[TEXT EXCERPT]

Since I'm exercising less I guess the eating less isn't that much of an issue, but still. I think I need to bring up my breakfast again. One banana to tide you over from 4 a.m. to noon isn't exactly wonderful. I think that as I get my sleep back on track and the SO and I settle into more of a routine again it will be fine, but my choices? Oy my choices. Fast food, big steaks, LOTS of bacon. Yeah, more freggies are planned for the near future (after tonight :D) I'm having pizza tonight. Oh yeah.

But I'm keeping on. This is not exactly an easy week, but I'm keeping on. Life keeps happening whether I choose to participate or not and I'm not going to let my life rule me. I can do what I can do. I will make choices, I will do what needs to be done and I will continue on the track that I've learned to love. I will wait on the SO hand and foot if that's what he needs. I will force apples onto my plate, gaze at them longingly and dive in, along with green beans and snap peas and broccoli, oh my. I'm getting a little hungry and I just ate an apple!

[/TEXT EXCERPT]
[LISTED ENTRIES]

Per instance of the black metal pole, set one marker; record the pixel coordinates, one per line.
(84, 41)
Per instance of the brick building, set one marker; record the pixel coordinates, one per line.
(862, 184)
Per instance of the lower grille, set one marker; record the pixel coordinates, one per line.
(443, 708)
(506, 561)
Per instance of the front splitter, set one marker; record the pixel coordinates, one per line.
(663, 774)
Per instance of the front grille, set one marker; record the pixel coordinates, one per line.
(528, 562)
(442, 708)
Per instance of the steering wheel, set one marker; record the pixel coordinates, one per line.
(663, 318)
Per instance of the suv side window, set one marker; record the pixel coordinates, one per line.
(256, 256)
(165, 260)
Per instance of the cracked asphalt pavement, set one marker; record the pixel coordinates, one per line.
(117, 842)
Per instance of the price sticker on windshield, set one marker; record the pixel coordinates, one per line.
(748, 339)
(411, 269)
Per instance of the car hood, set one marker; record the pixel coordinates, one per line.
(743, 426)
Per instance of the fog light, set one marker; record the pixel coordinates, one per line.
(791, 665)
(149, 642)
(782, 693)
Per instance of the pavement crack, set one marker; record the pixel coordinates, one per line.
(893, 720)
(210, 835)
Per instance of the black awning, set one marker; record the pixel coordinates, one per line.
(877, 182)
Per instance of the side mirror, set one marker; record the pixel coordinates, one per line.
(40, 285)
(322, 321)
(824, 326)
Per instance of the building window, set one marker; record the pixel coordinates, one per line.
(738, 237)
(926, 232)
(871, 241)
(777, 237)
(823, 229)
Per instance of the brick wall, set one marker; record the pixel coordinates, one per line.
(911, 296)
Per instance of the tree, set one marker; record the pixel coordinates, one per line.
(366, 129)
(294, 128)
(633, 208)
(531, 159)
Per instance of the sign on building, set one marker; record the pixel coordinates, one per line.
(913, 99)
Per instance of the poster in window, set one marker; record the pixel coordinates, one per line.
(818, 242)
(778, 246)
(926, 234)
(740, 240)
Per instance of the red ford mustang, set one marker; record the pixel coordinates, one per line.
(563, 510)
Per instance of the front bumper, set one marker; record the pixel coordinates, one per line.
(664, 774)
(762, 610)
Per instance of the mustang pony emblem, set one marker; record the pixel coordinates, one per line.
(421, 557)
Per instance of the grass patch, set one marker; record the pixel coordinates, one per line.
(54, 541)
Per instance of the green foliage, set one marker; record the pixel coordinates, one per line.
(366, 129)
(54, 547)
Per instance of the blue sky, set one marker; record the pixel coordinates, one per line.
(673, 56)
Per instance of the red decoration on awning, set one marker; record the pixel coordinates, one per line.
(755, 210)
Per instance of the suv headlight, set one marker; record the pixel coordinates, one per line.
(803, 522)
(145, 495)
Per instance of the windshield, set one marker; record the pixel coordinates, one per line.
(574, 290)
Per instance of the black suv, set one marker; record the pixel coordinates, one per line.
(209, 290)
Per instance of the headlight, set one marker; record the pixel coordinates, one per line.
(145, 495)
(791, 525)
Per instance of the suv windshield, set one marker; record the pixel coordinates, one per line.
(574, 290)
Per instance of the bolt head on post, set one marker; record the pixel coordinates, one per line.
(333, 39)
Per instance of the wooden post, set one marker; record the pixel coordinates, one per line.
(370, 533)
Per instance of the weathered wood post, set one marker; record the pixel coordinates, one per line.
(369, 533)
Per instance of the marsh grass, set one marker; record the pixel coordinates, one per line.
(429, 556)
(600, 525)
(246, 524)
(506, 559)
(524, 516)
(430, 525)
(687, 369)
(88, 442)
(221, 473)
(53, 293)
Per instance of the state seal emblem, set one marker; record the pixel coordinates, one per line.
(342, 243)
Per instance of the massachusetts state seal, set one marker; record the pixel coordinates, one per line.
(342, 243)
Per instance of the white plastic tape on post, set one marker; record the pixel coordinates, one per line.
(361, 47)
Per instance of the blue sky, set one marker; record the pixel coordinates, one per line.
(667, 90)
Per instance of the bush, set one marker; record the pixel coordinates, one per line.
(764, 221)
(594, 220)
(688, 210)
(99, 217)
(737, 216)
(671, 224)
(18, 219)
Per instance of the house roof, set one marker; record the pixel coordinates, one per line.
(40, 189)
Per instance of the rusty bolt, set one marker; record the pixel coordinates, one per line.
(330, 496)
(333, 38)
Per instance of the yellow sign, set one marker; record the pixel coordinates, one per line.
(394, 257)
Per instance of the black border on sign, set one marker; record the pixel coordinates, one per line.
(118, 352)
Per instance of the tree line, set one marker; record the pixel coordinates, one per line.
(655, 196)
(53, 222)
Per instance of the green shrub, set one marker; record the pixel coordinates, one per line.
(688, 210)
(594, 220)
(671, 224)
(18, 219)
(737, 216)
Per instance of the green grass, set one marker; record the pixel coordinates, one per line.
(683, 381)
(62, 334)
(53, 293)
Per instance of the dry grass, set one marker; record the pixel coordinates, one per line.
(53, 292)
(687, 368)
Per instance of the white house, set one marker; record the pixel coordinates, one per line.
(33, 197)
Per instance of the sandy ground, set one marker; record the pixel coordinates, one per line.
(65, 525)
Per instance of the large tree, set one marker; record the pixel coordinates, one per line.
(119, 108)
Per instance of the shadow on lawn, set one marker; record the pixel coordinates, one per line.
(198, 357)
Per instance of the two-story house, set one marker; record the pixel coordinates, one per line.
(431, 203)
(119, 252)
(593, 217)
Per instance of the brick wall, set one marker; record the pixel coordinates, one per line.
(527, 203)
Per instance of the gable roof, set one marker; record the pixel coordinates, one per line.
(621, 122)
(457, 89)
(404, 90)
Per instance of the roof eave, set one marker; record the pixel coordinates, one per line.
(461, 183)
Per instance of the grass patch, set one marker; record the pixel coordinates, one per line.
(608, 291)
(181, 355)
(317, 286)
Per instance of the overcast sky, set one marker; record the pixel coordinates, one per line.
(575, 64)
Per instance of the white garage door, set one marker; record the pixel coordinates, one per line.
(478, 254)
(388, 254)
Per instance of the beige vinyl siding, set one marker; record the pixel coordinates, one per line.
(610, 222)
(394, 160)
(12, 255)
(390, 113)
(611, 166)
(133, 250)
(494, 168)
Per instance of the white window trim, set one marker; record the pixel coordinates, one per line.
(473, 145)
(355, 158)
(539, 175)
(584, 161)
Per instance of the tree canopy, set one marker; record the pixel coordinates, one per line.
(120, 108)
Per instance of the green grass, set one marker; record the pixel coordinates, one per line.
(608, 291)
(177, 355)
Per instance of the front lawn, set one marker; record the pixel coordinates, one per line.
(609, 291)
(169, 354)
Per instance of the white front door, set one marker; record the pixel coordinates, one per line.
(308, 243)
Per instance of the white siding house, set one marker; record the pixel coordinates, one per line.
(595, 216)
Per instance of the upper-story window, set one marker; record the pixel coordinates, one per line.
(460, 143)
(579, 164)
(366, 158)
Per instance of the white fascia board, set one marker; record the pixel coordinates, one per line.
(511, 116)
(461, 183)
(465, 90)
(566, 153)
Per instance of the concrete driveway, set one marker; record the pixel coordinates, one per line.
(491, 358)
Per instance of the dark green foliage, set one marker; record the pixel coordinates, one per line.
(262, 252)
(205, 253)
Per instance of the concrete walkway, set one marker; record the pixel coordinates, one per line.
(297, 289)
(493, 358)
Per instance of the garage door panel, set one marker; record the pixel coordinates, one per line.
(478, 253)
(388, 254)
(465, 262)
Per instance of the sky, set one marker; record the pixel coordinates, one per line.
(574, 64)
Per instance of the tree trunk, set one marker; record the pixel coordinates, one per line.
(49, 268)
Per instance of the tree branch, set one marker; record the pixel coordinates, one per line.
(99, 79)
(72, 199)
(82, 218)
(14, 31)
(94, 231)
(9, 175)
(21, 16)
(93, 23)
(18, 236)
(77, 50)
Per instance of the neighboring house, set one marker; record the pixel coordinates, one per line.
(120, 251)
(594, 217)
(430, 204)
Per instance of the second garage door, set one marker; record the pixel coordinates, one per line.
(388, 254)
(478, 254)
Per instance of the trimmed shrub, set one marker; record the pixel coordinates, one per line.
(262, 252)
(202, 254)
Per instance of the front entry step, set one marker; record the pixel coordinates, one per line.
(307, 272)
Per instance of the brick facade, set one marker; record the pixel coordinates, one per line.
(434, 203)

[/LISTED ENTRIES]

:: EXERCISE ::
Update the post about eating habits by rewriting the passage between "But I'm keeping on. This" and "ate an apple!", inclusive, with "green beans" changed to "carrots".

:: COMPLETED EXERCISE ::
But I'm keeping on. This is not exactly an easy week, but I'm keeping on. Life keeps happening whether I choose to participate or not and I'm not going to let my life rule me. I can do what I can do. I will make choices, I will do what needs to be done and I will continue on the track that I've learned to love. I will wait on the SO hand and foot if that's what he needs. I will force apples onto my plate, gaze at them longingly and dive in, along with carrots and snap peas and broccoli, oh my. I'm getting a little hungry and I just ate an apple!